▸ TASK ITEM: A single number is the answer: the count of lines in these records with "walking" in them.

▸ RECORDS FOR PROCESSING:

####

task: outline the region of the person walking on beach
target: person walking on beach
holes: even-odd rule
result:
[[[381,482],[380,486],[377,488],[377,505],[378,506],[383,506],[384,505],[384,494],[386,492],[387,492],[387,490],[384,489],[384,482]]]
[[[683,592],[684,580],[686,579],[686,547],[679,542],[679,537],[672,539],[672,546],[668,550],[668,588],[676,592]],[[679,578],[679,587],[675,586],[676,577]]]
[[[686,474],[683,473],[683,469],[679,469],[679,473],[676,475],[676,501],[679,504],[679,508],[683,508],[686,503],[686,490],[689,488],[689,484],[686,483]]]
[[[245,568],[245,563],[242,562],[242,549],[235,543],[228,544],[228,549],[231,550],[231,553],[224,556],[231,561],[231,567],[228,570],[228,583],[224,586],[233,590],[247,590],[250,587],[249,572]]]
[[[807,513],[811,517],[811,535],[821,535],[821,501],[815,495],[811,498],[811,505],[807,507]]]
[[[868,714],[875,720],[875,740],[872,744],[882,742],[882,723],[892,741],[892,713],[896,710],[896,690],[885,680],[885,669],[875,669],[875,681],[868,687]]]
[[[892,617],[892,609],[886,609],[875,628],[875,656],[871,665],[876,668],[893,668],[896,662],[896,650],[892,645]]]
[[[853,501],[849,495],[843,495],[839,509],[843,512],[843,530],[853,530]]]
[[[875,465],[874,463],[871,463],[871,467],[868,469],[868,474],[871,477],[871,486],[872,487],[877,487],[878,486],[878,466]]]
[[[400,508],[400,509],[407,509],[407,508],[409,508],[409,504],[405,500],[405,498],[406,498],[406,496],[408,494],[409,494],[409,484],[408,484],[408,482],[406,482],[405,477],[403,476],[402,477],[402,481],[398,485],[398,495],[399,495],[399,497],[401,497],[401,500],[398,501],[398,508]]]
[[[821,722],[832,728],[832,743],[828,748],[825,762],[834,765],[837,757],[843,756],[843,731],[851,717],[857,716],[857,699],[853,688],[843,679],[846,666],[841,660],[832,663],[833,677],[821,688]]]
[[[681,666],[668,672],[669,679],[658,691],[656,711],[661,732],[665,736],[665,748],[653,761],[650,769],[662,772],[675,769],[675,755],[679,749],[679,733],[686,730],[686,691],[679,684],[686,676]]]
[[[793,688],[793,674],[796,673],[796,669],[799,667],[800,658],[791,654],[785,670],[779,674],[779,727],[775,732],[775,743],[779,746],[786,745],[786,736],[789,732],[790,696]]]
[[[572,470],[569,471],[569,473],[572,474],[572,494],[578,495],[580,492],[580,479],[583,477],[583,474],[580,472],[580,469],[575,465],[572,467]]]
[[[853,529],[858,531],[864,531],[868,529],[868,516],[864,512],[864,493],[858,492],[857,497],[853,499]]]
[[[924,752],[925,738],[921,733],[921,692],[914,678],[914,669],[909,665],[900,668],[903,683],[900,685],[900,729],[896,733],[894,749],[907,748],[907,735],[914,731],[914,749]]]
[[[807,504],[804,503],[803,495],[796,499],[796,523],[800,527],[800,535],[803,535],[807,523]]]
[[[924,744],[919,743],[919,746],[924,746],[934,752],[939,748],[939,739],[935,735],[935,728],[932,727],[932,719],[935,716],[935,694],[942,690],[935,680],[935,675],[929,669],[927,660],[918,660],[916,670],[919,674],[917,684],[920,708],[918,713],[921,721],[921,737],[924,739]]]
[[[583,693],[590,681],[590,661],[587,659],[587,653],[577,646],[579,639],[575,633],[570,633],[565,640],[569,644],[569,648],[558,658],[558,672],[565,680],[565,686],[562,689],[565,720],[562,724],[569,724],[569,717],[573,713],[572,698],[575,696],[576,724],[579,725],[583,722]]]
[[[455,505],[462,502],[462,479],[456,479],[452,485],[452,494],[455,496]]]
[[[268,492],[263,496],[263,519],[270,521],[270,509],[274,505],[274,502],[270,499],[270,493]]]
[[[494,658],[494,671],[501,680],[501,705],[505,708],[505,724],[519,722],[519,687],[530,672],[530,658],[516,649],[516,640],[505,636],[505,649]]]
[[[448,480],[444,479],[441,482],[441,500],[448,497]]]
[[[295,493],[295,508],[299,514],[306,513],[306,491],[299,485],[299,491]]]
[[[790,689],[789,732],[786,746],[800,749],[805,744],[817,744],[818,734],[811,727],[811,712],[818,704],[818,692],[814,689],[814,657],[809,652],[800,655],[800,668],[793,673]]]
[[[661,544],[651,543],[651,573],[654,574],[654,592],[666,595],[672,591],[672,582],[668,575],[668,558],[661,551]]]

####

▸ EXERCISE OUTPUT: 2